BEGIN Data to use
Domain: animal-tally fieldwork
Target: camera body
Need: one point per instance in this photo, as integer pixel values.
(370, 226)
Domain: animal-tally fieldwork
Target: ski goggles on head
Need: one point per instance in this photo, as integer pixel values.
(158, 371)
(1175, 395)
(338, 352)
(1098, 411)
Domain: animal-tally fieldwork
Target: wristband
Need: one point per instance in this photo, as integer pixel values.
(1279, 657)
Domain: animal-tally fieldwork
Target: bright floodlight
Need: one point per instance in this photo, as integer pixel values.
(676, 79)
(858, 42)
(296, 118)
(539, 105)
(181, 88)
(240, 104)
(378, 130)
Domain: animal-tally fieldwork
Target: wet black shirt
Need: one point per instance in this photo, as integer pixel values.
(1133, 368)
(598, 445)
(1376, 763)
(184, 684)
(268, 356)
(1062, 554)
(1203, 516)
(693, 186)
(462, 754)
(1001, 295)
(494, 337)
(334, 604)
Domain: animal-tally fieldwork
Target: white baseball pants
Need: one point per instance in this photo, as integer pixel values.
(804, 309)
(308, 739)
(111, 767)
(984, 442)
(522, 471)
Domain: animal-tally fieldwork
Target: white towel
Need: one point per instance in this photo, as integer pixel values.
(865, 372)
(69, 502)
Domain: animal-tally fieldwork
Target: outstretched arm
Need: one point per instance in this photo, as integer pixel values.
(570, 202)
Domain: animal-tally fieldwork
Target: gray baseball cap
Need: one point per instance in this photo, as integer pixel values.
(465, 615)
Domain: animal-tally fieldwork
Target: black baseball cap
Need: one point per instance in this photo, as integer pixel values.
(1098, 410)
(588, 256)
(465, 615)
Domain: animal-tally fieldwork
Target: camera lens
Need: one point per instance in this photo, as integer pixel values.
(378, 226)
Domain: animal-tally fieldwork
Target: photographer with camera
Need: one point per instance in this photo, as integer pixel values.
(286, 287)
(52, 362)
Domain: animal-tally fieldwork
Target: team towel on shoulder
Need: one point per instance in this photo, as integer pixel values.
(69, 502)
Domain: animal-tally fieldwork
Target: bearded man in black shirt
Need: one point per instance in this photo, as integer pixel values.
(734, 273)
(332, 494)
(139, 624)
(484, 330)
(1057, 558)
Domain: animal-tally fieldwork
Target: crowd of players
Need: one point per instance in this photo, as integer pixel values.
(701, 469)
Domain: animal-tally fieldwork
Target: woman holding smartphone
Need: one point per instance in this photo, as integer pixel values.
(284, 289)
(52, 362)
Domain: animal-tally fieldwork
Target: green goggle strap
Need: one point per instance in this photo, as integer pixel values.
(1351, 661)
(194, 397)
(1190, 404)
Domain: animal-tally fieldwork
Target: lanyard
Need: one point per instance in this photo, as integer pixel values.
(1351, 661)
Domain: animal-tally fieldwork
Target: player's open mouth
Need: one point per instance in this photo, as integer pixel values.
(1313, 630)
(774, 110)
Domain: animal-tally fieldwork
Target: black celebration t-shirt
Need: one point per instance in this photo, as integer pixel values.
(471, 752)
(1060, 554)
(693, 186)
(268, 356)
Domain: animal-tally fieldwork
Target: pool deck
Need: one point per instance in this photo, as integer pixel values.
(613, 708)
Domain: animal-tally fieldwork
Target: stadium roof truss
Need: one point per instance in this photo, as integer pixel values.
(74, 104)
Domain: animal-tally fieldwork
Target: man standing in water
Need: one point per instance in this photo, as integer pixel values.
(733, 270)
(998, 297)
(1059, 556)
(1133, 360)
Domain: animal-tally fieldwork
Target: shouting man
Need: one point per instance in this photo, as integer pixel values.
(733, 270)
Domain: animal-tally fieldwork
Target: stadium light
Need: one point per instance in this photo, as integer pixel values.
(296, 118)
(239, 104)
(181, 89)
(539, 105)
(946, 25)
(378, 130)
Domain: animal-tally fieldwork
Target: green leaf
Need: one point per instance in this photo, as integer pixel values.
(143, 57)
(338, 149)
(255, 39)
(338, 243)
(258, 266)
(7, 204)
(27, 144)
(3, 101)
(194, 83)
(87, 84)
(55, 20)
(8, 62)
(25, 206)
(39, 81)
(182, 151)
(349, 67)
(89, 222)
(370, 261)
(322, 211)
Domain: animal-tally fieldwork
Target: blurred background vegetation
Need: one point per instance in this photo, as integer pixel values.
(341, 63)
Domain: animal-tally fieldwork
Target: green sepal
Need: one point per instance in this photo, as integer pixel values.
END Data to use
__Brief__. Reproduce all of the records, keeping every character unchanged.

__Answer to this exercise__.
Domain: animal-tally fieldwork
Target: camera body
Need: one point per instance in this photo, as integer pixel values.
(370, 226)
Domain: animal-tally fieldwork
Target: ski goggles on head
Need: one point per instance in this photo, as integer pixel values.
(158, 371)
(1175, 395)
(338, 352)
(1098, 411)
Domain: animal-tally fieldwork
Target: wristband
Need: one point per instance in this photo, as integer pixel values.
(1279, 657)
Domain: animal-tally fieldwork
Target: bright floodlight
Need: one point per instance in this photo, as integer pixel values.
(676, 79)
(858, 42)
(296, 118)
(539, 105)
(181, 88)
(240, 104)
(378, 130)
Domain: animal-tally fieldwork
Target: wet black shirt
Need: one point per instance in this photo, as integer pixel values.
(1133, 368)
(598, 445)
(1376, 763)
(184, 684)
(268, 356)
(1062, 554)
(1203, 516)
(693, 186)
(462, 754)
(1001, 295)
(494, 337)
(334, 604)
Domain: animal-tally fieldwork
Target: white baseball pants
Need: one point per instance in this photo, as integer pixel values.
(804, 309)
(308, 739)
(111, 767)
(984, 442)
(522, 471)
Domain: animal-tally fieldwork
Target: white towel
Need: one point per instance in this photo, as integer pixel values.
(865, 372)
(69, 502)
Domain: animal-tally fieldwork
Target: outstretched arm
Need: one point per instance in this photo, as integer pixel values.
(570, 202)
Domain: animal-tally fieldwork
Target: gray baseball cap
Need: one point per instance in this photo, as integer pixel values.
(465, 615)
Domain: animal-tally fieldwork
Target: black baseball cap
Need: one point per instance in this photo, as integer pixel values.
(1098, 410)
(588, 256)
(465, 615)
Domain: animal-tally fieldwork
Target: camera lens
Need: one point per instance in this photo, as integer pixel values.
(378, 226)
Domain: animal-tally fieldwork
Target: photographer with camera
Need: one point per instance in this photo, as integer pixel values.
(286, 287)
(52, 362)
Domain: animal-tally fieldwork
Target: team towel on shoulder
Need: one point per instance in this photo, as integer pixel values.
(69, 502)
Domain: animal-tally fieldwork
Target: bearded man in black shirt
Need: one point per instance in this photo, as integer pixel values.
(734, 273)
(332, 494)
(139, 624)
(484, 330)
(1057, 558)
Domain: animal-tally fieldwork
Target: crowd of players
Need: one point per instance in this photo, as integer pixel values.
(701, 469)
Domain: animal-tally fieldwork
Target: woman holding smartphone
Need: one point per instance in this photo, as integer pixel values.
(284, 289)
(52, 362)
Domain: animal-tally fieldwork
Target: green goggle strap
Need: one point per instance in this photo, as integer pixel values.
(1351, 661)
(194, 397)
(1190, 404)
Domain: animal-tally fieldwork
Target: lanyard
Need: one point per instance in this photo, as integer pixel values.
(1351, 661)
Domain: animal-tally fieldwork
Target: player's open mouth
Need: one point per instance in this photo, as integer pixel values.
(1313, 630)
(774, 110)
Domain: animal-tally fieldwork
Target: black celebration t-shirt
Need: one point per instance in this photo, as integer pixel values.
(471, 752)
(1060, 554)
(693, 186)
(268, 356)
Domain: animal-tally fieldwork
Target: pool deck
Need: one point per instance in this photo, as integer pixel values.
(613, 708)
Domain: animal-tally fieldwork
Target: stadium roof truss
Need: one point per instance in this photo, as integer pixel values.
(74, 104)
Domain: animal-tally fieldwork
Target: man standing in water
Need: one point per instance in this photo, as integer pixel values.
(733, 270)
(998, 297)
(1059, 556)
(1133, 360)
Domain: animal-tally fieldwork
Target: shouting man
Need: one point per instance in this photo, as integer pixel values.
(733, 270)
Domain: animal-tally fieldwork
Target: stadium light
Need: one point per instance in this photo, as integer pixel values.
(296, 118)
(239, 104)
(181, 89)
(539, 105)
(946, 25)
(378, 130)
Domain: animal-tally fieldwork
Target: green leaf
Need: one point per instance in this photo, as integer pixel values.
(143, 57)
(338, 149)
(255, 39)
(338, 243)
(258, 266)
(7, 204)
(27, 144)
(3, 101)
(194, 83)
(87, 84)
(55, 20)
(8, 62)
(25, 206)
(39, 81)
(182, 151)
(349, 67)
(89, 222)
(370, 261)
(322, 211)
Domain: animal-tally fieldwork
Target: blurred background vegetation
Need: one point per instance in this photo, as integer pixel values.
(341, 63)
Domain: animal-tally fieldwork
Target: green sepal
Need: one point per instance in this photo, as integer pixel values.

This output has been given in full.